Items from a dataset:
◆ ◆ ◆ ◆

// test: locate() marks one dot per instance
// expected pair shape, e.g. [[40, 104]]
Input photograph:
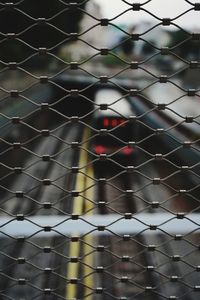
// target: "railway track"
[[147, 266], [120, 266]]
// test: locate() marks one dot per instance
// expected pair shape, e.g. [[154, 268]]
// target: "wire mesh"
[[99, 148]]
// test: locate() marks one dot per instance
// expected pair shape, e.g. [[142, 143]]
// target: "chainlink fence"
[[99, 148]]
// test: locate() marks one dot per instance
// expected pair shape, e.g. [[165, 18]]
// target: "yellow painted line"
[[88, 259], [78, 206]]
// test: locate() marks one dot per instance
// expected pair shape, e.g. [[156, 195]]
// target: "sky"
[[161, 8]]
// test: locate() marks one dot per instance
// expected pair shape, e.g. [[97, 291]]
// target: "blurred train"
[[111, 121]]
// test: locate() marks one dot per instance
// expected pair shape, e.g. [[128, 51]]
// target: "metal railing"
[[99, 201]]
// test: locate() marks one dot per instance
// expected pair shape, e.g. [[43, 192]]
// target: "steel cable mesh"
[[88, 212]]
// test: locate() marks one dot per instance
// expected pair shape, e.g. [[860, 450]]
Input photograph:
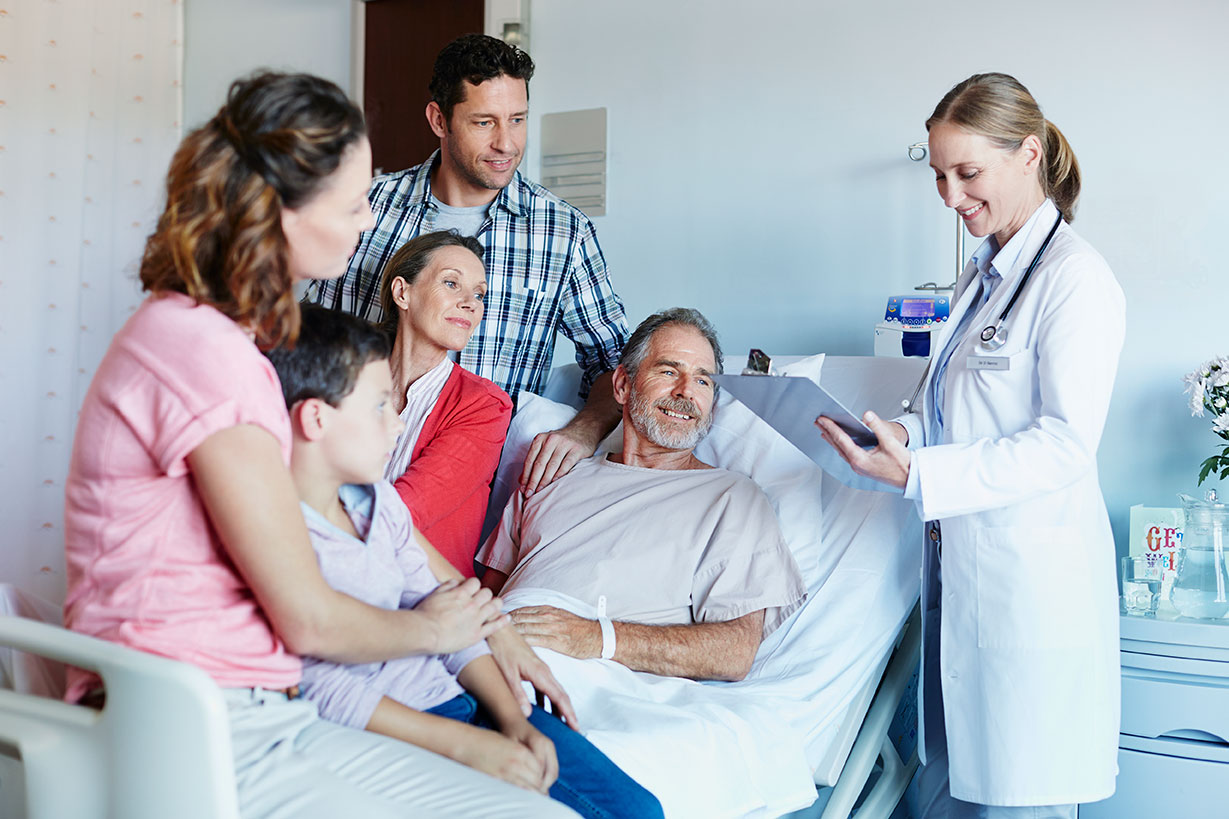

◆ ◆ ◆ ◆

Every record above should be written out again exactly; the pictures stay out of the copy.

// test: locate() marks one dot per instance
// expected pair shape, e.g. [[40, 104]]
Input photograph:
// target: "railway track"
[[147, 266], [120, 266]]
// test: locate() marks one dot per instance
// expected pair shape, e.g. [[154, 268]]
// target: "wire mesh"
[[99, 148]]
// test: locate() marks one dot per instance
// expected pair shape, e.g. [[142, 143]]
// target: "chainlink fence"
[[99, 148]]
// test: locate() marks one dot per instance
// expected pair shape, e.g. [[165, 18]]
// target: "yellow painted line"
[[88, 259], [78, 206]]
// test: locate() marks one dot per instance
// expected pair shape, e.g. [[156, 195]]
// target: "sky"
[[161, 8]]
// test: locate() marks one dot per instance
// expected pair shape, e.g. [[97, 291]]
// target: "blurred train"
[[111, 121]]
// test: locate() marks one dot per instance
// expected pair shape, e.g. [[128, 51]]
// target: "metal railing"
[[99, 201]]
// test: locate() marks one dot per instance
// expected pair shape, e.g. [[43, 192]]
// target: "steel cable mesh"
[[88, 212]]
// test: locate() marks one dot per instance
// expected pair shape, e.g. [[860, 450]]
Input photograph:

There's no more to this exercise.